** Start SELECTION **
As if we needed a confirmation ...
... that perl is evil I just noticed this in the output of my Manifest version checker:
dev-perl 666 ![]()
(= there are 666 packages in dev-perl) This also means that dev-perl is by far the category with the most packages, almost 300 more than the second-largest category dev-java.
diet for portage/__init__.py
So, as I said earlier I've now moved the dbapi stuff into it's own subpackage, and portage/__init__.py (formerly portage.py) has now shrunk to 5k lines. However, that's still way too much for me, so I'll see what I can remove from it next, likely candidates are config() and/or doebuild stuff.
Hopefully at some point no module will have more than 1k lines, so things get managable again and we can start working again without getting lost in files that span hundreds of pages, and maybe even break some of teh larger functions/classes (config, fetch, treewalk, ...) down into smaller pieces. Now what's the point of breaking things up? Well, one thing is that the smaller a code block the easier it usually is to reuse it. Same for replacing it with something better. Also as I also have to determine what symbols each new module actually uses to rewrite the import statements it might also give us a better view on which symbols are actually used, the dependencies between modules and eventually give us a clue how to group them better (so that semantically related symbols are in the same namespace).
Namespace sanitizing and splitting up the tree
Something that's bugged me for while in portage was the crappy namespace handling we had since whenever we moved the python modules to /usr/lib/portage/pym. Originally there was no real problem as we only had a single module portage.py, so all you needed was a 'import portage', but over time more modules were created, which Nick started to name portage_foo.py due to the lack of a "portage" python package to use as container. Also there were a number of modules without any "portage" part in the name, such as xpak, cvstree, output or the cache package, which could potentially cause a namespace collision with other packages in site-packages or even the standard library, not a very pleasant thought.
But as of today that's history, I finally fixed this annoyance and moved all the portage related code into the new "portage" package (so portage.py is now portage/__init__.py and portage_foo.py is now portage/foo.py). For now the code is mostly a 1:1 translation, but over time it hopefully gets a bit cleaner by removing redundant qualifiers. Also this now allows us to split the big portage.py (or now __init__.py) up further without fearing namespace collisions, I'll probably move the dbapi classes into their own package later this week.
But what does this all mean to you? If you're just a normal user it shouldn't affect you in any way (assuming I didn't screw up anything and Zac updates the ebuild accordingly). If you have some custom scripts or are a developer of a tool using the portage API you should prepare for updating it after portage-2.1.3 is released, though for the time being the old names should just continue to work as I've also added some symlinks to avoid a large-scale API breakage.
** End SELECTION **
** Start MATERIAL SUPPLIED **
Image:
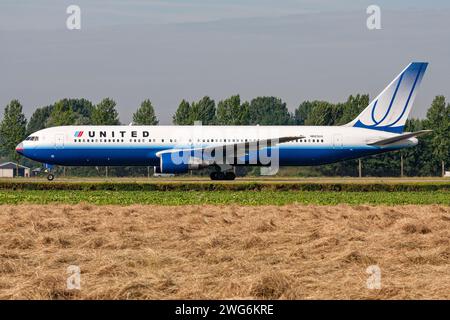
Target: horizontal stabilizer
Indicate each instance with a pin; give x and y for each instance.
(398, 138)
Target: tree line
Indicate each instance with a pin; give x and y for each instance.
(427, 159)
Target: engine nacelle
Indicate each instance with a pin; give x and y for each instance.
(178, 162)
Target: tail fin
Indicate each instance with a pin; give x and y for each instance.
(390, 109)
** End MATERIAL SUPPLIED **
WORK TO COMPLETE
1. According to the portage text, which modules lacked any "portage" part in their names?
2. Carry on the portage text from its final sentence.
The rows have nothing to do with the portage text.

RESPONSE LIST
1. xpak, cvstree, output, and the cache package

2.
On another note I fully agree with Diego on the idea of splitting the tree up. I've never been a big fan of the recent overlay hype, but at this point it's still manageable. Also besides any technical problems a tree split would increase the "repo hunting" problem which we're already starting to see and is IMHO one of the major downsides of most other (rpm-based) distributions, and that's something I'd like to avoid in Gentoo.
Getting rid of KEYWORDS=-*, step 2
After raising the awareness about KEYWORDS="-*" being a stupid thing to use in the last months today I decided to eliminate the remaining reason for using it (one couldn't unmask a package that had KEYWORDS="" without editing it) by adding support for a new token in package.keywords. So now when portage-2.1.3 goes live all theses live-cvs-completely-unsupported packages can stop using the broken KEYWORDS="-*" and use KEYWORDS="" instead without loosing functionality. And once we get the tree clean from those KEYWORDS="-*" abusers we can also finally fix the -* handling for package.keywords to do what it should do (act like ACCEPT_KEYWORDS).
Gentoo-Stats isn't dead (yet)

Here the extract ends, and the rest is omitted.